14 de mayo de 2015 | Joaquín Rayego Gutiérrez

¡Córdoba para morir!

David Roberts
David Roberts
─ Sevilla para herir. / Córdoba para morir. (García Lorca)

Si pudiera robar un solo día de su tiempo, como el viajero Phileas Fogg, algún apresurado caminante no dudaría en escoger aquél en que fue por vez primera a la capital, caballero a lomos de un viejo autobús de “Auto─ Transportes López”.
Podría así recuperar uno de esos días luminosos en que su imaginación infantil soñaba con conocer nuevos paisajes más allá de la cristalera del autobús:
─ Niño, ¿querrías hacerme el favor de seguir contando curvas?
El pasajero ─ aritmético, numeral, o cuentista de curvas─ acordaba concederse un descanso en la rutina, no dudando en solicitar la ayuda de su joven acompañante, para darle así la oportunidad de que practicase en el arte del cómputo, y en la magia de los números.
─ Señor, ya llevo contadas quinientas ¿Es necesario que continúe así hasta el final?

◇ ◇ ◇ ◇ ◇

INSTRUCCIÓN 1: Decide si cada afirmación coincide con el fragmento y responde sí o no, citando literalmente las palabras del fragmento que lo deciden: (a) El caminante fue por primera vez a la capital en un autobús de “Auto─ Transportes López”. (b) El niño dice que ya ha contado mil curvas. (c) La cita que encabeza el fragmento se atribuye a García Lorca.
El fragmento y las filas son materiales independientes entre sí.

FILAS:
◇ ◇ ◇ ◇ ◇

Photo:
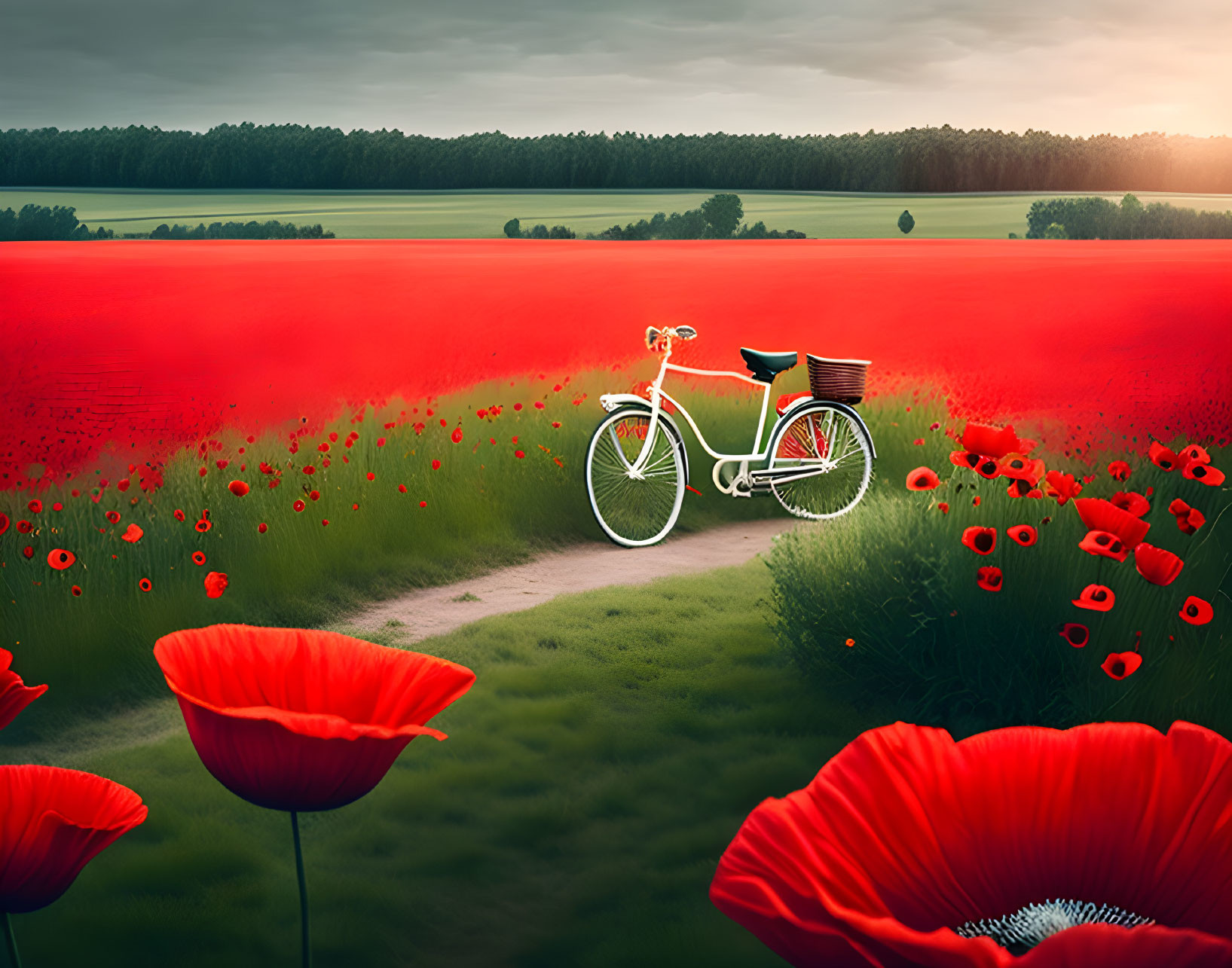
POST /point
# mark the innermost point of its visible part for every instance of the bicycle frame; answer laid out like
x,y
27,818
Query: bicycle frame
x,y
658,394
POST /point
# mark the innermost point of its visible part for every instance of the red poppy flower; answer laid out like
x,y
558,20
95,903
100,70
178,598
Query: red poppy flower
x,y
1024,535
1100,515
923,478
1157,566
1022,469
1160,456
993,442
1209,475
60,560
1188,519
909,849
15,695
989,578
1197,611
1062,487
295,719
54,823
1131,502
1075,634
1096,597
1104,545
1121,664
980,539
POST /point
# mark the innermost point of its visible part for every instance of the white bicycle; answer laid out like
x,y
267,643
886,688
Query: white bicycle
x,y
817,458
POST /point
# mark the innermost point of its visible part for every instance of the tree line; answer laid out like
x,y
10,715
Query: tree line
x,y
717,218
917,160
1100,218
41,223
44,223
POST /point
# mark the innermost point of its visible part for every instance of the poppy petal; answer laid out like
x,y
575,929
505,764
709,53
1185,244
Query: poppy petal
x,y
906,834
297,719
1197,611
1100,515
1157,566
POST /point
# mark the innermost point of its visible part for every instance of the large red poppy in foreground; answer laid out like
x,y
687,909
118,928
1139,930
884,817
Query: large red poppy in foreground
x,y
53,823
909,849
295,719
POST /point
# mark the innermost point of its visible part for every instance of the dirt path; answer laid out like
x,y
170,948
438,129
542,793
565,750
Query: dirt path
x,y
580,568
442,609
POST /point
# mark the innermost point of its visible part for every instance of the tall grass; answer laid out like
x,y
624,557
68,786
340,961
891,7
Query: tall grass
x,y
896,580
485,508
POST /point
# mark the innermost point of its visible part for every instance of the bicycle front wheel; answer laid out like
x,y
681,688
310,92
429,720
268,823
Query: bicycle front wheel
x,y
634,509
834,458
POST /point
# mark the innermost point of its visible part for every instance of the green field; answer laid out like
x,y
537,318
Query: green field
x,y
448,215
607,755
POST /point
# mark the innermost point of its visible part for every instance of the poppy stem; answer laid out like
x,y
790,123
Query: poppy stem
x,y
306,948
14,957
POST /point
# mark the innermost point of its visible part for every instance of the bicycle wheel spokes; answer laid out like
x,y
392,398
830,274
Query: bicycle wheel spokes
x,y
830,442
634,509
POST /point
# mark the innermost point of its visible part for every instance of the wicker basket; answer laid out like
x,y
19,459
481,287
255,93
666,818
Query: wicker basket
x,y
836,380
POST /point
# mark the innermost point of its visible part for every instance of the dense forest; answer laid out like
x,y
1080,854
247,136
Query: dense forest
x,y
917,160
44,223
1099,218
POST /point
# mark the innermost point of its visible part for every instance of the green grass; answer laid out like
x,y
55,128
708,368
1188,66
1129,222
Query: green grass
x,y
607,753
486,509
934,648
448,215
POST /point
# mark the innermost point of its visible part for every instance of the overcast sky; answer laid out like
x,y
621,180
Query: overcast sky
x,y
531,67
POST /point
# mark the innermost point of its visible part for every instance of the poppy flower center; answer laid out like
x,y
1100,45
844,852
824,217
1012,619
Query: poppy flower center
x,y
1028,927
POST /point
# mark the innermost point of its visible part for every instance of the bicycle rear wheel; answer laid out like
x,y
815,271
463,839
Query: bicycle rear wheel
x,y
634,510
836,446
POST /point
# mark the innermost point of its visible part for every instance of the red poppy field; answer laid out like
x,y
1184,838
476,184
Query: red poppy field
x,y
157,347
275,434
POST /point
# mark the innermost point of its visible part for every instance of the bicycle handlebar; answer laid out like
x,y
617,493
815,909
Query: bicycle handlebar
x,y
659,339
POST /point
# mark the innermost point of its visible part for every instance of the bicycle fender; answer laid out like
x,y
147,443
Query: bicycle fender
x,y
842,408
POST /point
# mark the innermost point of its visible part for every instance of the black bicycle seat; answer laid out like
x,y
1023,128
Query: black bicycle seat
x,y
766,366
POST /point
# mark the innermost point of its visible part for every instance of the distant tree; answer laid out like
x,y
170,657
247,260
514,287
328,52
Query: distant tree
x,y
723,215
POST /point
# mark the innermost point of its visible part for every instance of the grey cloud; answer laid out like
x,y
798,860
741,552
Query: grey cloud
x,y
533,64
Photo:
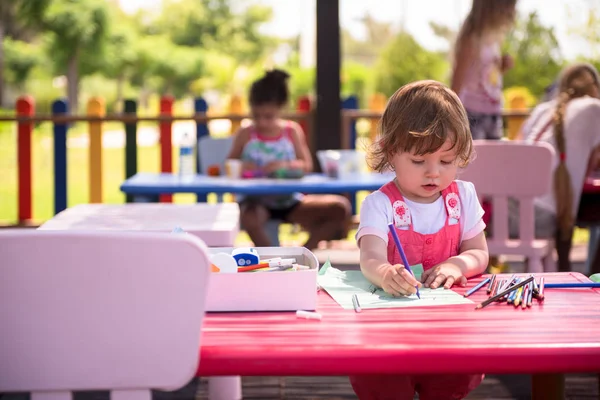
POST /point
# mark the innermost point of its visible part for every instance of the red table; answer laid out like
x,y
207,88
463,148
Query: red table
x,y
592,183
560,335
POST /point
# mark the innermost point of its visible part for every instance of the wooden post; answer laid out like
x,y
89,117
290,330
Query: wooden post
x,y
96,108
25,107
377,104
130,107
60,107
328,114
513,123
235,108
166,146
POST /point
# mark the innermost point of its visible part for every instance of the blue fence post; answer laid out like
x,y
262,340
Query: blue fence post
x,y
60,108
200,107
351,103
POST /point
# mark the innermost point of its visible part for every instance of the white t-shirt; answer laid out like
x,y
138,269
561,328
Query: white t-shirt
x,y
376,213
582,135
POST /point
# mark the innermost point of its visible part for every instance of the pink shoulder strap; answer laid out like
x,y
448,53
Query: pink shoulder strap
x,y
451,197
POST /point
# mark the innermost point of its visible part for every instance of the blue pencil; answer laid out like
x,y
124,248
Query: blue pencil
x,y
572,285
477,287
401,252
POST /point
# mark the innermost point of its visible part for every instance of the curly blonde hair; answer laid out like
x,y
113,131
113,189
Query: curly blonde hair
x,y
420,117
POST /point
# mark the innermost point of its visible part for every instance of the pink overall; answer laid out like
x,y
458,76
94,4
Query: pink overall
x,y
429,250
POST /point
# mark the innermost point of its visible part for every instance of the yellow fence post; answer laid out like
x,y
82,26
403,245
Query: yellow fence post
x,y
96,108
235,108
514,122
376,104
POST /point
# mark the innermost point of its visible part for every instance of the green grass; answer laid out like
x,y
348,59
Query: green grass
x,y
78,180
77,175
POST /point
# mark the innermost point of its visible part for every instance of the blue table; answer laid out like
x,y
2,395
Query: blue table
x,y
144,186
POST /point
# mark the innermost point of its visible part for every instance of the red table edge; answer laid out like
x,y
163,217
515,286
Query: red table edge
x,y
354,359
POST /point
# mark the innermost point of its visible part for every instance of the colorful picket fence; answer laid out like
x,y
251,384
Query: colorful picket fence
x,y
96,116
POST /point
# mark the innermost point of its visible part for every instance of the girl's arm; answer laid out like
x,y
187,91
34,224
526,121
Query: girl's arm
x,y
471,261
473,257
393,279
465,56
373,258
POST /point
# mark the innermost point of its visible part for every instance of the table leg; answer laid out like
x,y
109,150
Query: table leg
x,y
548,387
563,248
224,388
594,258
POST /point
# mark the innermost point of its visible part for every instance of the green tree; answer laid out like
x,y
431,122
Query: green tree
x,y
537,55
404,60
77,32
18,20
213,25
378,35
121,55
175,67
20,59
588,29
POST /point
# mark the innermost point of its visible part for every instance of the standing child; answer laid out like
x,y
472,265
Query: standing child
x,y
479,64
425,139
271,144
571,124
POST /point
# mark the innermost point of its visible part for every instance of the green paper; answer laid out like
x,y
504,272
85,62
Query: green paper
x,y
341,285
324,268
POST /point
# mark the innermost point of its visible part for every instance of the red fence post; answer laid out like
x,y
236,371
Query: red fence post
x,y
25,107
166,147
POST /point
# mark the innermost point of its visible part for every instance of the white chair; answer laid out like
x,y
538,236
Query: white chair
x,y
503,169
214,151
100,311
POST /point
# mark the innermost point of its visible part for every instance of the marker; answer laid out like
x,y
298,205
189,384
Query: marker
x,y
355,303
308,315
401,252
477,287
491,285
503,293
572,285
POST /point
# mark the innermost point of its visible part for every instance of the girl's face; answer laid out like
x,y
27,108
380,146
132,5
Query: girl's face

◇ ◇ ◇ ◇ ◇

INSTRUCCIÓN 2: Indica cuántas líneas de las filas contienen la cadena "seat" y responde solo con el número.

RESPUESTA CORRECTA 1:
(a) Sí: «caballero a lomos de un viejo autobús de “Auto─ Transportes López”».
(b) No: «Señor, ya llevo contadas quinientas».
(c) Sí: «Córdoba para morir. (García Lorca)».

RESPUESTA CORRECTA 2: 2